* _Information provided_

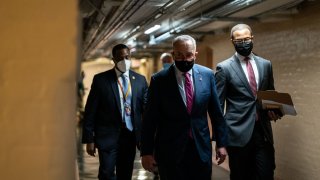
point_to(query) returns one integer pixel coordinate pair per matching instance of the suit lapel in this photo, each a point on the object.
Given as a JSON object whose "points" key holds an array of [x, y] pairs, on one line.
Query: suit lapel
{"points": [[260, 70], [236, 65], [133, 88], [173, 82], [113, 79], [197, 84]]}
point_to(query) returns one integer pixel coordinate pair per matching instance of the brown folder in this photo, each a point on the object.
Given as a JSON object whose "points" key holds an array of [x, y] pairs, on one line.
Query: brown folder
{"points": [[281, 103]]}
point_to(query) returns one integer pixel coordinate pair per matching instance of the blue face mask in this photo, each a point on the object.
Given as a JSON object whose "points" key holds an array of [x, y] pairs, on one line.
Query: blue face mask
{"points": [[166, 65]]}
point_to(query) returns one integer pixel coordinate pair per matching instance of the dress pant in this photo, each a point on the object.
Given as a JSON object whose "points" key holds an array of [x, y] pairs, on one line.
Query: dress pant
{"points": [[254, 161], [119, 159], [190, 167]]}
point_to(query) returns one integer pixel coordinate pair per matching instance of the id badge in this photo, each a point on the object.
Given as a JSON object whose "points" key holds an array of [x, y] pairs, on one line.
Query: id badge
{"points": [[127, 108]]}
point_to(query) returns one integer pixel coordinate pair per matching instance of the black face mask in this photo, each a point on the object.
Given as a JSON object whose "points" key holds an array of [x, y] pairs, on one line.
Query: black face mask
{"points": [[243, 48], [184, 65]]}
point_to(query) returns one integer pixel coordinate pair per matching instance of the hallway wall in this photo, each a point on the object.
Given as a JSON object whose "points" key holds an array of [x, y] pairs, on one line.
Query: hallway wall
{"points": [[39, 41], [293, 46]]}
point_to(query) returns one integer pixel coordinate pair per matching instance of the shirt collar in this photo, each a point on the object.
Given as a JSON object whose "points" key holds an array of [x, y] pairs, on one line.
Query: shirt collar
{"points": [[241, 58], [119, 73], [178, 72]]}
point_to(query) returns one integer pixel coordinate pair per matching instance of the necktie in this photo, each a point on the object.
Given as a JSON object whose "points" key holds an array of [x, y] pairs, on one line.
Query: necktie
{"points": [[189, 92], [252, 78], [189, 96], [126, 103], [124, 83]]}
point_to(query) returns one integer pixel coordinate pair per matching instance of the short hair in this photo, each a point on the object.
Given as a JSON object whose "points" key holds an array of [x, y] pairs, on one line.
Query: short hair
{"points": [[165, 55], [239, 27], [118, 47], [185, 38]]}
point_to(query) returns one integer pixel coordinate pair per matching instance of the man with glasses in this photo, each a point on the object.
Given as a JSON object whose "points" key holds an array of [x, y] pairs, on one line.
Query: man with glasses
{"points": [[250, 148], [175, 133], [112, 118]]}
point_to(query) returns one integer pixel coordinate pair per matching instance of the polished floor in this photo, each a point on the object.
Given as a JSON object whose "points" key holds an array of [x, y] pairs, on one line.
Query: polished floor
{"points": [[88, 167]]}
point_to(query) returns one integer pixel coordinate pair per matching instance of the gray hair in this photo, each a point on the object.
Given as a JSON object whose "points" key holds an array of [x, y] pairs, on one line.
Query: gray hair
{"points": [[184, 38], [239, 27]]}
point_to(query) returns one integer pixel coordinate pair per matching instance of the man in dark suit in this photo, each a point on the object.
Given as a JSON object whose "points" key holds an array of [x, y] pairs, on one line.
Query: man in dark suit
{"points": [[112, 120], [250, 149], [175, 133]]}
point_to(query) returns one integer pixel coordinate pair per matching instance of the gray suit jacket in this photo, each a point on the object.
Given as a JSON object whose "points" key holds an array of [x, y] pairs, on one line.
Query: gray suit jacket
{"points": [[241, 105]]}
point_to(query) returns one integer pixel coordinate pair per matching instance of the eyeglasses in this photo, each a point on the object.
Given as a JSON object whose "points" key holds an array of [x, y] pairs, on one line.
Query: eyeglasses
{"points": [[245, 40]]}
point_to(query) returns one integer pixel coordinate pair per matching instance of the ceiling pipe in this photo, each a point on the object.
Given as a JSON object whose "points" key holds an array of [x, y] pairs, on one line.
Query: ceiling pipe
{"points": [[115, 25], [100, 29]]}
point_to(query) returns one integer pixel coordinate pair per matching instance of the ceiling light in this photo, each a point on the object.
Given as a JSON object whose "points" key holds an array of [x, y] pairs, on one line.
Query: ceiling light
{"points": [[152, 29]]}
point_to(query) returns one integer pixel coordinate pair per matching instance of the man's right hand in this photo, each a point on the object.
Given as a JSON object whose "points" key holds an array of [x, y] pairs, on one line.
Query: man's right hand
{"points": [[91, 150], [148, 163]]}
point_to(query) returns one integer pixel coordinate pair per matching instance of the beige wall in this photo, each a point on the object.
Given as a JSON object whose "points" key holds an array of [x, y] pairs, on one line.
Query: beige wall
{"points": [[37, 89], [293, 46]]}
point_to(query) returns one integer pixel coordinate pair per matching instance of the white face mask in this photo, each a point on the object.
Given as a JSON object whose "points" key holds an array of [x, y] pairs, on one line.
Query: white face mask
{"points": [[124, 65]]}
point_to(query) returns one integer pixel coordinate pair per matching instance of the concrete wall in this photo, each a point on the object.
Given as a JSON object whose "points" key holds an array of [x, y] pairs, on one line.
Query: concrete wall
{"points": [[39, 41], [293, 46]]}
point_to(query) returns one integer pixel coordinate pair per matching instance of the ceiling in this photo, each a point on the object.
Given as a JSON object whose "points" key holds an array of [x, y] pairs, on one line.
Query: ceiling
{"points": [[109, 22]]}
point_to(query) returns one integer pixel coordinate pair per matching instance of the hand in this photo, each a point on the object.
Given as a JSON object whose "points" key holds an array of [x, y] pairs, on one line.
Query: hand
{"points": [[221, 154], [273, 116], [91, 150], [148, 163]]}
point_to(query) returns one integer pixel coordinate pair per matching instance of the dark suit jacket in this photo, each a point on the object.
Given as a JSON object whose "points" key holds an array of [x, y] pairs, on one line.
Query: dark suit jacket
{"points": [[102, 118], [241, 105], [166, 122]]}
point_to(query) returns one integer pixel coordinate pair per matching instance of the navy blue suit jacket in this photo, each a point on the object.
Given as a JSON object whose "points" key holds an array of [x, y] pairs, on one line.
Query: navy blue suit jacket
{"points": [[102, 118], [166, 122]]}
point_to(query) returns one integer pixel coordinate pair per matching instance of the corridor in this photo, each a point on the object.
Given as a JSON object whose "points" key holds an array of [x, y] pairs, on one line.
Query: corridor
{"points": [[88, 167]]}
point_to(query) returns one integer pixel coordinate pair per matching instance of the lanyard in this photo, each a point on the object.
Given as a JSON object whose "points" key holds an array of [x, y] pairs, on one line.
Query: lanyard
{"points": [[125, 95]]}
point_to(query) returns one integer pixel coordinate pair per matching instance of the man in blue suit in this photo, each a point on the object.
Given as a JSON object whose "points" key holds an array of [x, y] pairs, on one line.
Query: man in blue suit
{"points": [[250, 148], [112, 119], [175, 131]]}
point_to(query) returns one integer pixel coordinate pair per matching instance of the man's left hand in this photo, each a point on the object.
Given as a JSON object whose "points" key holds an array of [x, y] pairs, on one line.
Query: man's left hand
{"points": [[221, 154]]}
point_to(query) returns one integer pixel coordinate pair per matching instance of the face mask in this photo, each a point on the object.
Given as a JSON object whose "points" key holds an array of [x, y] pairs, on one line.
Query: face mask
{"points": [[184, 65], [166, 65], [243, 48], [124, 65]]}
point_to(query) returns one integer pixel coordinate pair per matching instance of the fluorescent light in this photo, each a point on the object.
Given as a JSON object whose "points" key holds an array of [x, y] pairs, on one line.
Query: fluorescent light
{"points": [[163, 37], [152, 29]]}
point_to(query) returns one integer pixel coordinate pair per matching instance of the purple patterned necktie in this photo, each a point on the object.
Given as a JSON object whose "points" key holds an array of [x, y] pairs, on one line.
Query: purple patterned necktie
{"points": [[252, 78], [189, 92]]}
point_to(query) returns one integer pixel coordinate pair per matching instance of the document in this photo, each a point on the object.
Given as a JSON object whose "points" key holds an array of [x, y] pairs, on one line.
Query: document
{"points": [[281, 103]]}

* _Task goal_
Add 81 to every x and y coordinate in the answers, and write out only the listing lines that start with the line containing "of the purple" and go on through the end of the listing, requests included.

* _Result of the exercise_
point_to(query) returns one integer pixel coordinate pair per matching instance of the purple patterned necktie in this photo, each a point on the object.
Given as a JSON object whose "points" key holds an array of [x, y] pairs, on one line.
Query: purple patterned necktie
{"points": [[333, 159], [270, 173]]}
point_to(query) returns one integer pixel coordinate pair per matching instance of the document in this photo, each a point on the object.
Given as a JSON object whose "points" key holds an array of [x, y] pairs, on one line.
Query: document
{"points": [[362, 184]]}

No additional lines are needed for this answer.